# TEXT BLOCK

NT LIVE, Wed, Sept 12 @ 7pm.

Ablaze with energy … a delight”; (The Independent): “Giggles galore”; (The Times)

“The Merry Wives”, while it’s never acclaimed by Professors, is one of its authors most popular and most performed plays. It’s also one of the most often filmed (in varying adaptations) of his plays. It’s Shakespeare having some fun and its knockabout comedy has made it ever-loved. There are many ways to acquire money, and Falstaff hits upon a very neat device – in straitened times, he decides to seduce the wives of two wealthy husbands as his means of succour.

# ENTRIES SUPPLIED
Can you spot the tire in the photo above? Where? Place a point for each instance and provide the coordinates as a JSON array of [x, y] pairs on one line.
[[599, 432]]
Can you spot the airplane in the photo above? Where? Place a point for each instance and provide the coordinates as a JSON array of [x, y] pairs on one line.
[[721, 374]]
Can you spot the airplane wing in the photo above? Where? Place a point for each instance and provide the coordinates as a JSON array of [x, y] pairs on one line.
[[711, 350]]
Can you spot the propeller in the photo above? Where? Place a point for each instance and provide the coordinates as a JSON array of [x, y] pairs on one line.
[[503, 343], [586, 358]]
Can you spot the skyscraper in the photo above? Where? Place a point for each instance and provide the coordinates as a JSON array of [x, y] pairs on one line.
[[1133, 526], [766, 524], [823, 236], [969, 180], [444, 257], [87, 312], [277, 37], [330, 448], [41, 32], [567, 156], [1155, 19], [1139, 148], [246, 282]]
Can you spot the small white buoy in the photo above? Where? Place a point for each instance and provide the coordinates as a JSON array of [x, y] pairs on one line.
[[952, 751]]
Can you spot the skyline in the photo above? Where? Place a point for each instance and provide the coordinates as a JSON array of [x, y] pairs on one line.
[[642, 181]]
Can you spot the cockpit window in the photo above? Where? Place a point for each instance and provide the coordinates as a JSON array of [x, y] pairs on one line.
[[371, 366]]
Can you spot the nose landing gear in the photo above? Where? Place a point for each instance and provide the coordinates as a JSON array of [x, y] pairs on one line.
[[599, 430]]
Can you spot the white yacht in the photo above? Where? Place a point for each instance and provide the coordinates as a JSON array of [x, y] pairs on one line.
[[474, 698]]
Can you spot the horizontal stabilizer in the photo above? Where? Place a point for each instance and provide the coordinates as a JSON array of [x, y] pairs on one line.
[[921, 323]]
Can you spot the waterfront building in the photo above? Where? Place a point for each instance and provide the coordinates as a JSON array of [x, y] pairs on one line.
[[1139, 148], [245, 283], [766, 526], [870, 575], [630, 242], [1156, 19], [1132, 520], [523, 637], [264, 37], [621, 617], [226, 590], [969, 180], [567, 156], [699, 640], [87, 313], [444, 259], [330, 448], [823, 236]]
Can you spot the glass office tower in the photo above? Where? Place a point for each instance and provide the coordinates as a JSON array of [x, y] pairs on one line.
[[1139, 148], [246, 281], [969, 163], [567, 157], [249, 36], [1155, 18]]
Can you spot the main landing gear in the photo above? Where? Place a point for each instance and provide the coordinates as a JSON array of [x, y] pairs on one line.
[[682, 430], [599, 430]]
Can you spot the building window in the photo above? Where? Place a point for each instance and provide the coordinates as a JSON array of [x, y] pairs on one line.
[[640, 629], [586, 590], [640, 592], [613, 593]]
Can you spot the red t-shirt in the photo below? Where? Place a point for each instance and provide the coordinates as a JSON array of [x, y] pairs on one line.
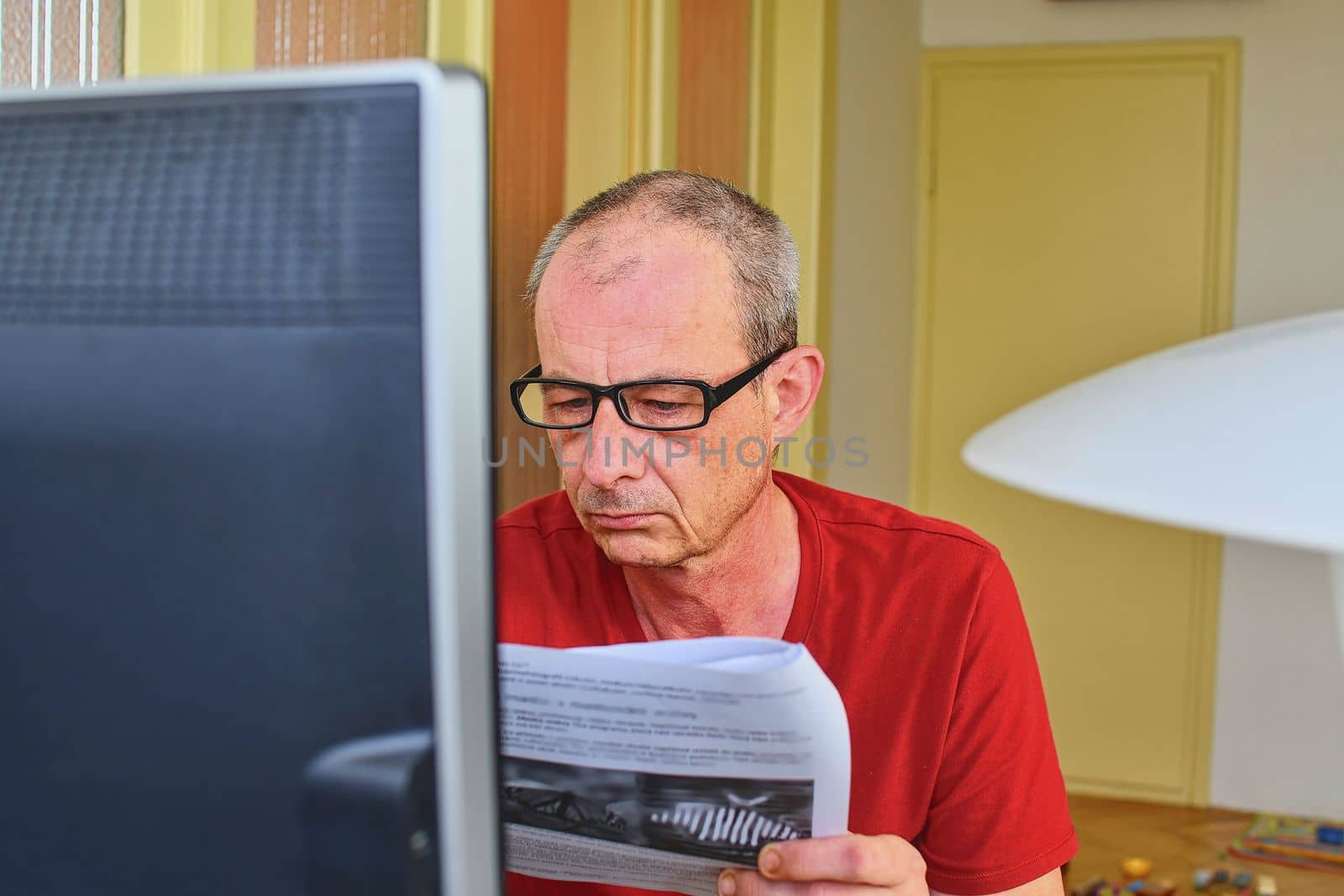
[[918, 625]]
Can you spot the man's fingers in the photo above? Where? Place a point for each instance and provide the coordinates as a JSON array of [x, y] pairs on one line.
[[749, 883], [853, 859]]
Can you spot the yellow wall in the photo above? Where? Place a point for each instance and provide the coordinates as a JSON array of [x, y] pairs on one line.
[[188, 36], [1274, 605], [877, 107]]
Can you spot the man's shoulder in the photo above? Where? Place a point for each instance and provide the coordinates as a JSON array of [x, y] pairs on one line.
[[844, 515], [541, 517]]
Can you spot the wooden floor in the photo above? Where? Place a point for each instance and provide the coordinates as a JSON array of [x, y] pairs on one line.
[[1178, 841]]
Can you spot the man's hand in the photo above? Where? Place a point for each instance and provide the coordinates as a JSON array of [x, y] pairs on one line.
[[844, 866]]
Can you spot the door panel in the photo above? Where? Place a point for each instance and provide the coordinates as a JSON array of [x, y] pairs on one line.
[[1077, 212]]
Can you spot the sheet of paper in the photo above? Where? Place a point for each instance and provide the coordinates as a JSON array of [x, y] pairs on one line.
[[658, 765]]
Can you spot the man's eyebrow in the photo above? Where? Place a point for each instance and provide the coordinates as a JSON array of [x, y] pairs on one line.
[[659, 374]]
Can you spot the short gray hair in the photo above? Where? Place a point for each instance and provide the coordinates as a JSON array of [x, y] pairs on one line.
[[759, 244]]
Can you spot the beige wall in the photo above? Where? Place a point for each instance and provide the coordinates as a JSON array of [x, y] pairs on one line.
[[873, 249], [1278, 719]]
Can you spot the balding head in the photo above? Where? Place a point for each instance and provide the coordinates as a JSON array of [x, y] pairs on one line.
[[759, 248]]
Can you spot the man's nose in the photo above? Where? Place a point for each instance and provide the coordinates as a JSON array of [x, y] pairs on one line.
[[616, 449]]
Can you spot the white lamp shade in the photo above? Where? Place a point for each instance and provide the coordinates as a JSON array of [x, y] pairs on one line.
[[1240, 434]]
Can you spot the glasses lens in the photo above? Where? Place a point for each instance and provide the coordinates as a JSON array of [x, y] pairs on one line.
[[664, 406], [555, 405]]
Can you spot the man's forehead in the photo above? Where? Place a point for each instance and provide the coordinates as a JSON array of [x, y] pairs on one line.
[[643, 302], [632, 255]]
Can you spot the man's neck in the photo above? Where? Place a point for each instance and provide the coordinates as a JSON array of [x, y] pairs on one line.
[[746, 586]]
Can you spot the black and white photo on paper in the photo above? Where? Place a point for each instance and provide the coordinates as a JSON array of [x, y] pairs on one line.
[[721, 819]]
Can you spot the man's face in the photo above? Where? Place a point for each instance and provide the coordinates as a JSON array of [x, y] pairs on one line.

# WORK TO BE COMPLETED
Return the NT Live passage on "The Merry Wives" word for word, reproducing it in full from start to finish.

# EXPECTED ANSWER
NT LIVE, Wed, Sept 12 @ 7pm.

Ablaze with energy … a delight”; (The Independent): “Giggles galore”; (The Times)

“The Merry Wives”, while it’s never acclaimed by Professors, is one of its authors most popular and most performed plays. It’s also one of the most often filmed (in varying adaptations) of his plays. It’s Shakespeare having some fun and its knockabout comedy has made it ever-loved. There are many ways to acquire money, and Falstaff hits upon a very neat device – in straitened times, he decides to seduce the wives of two wealthy husbands as his means of succour.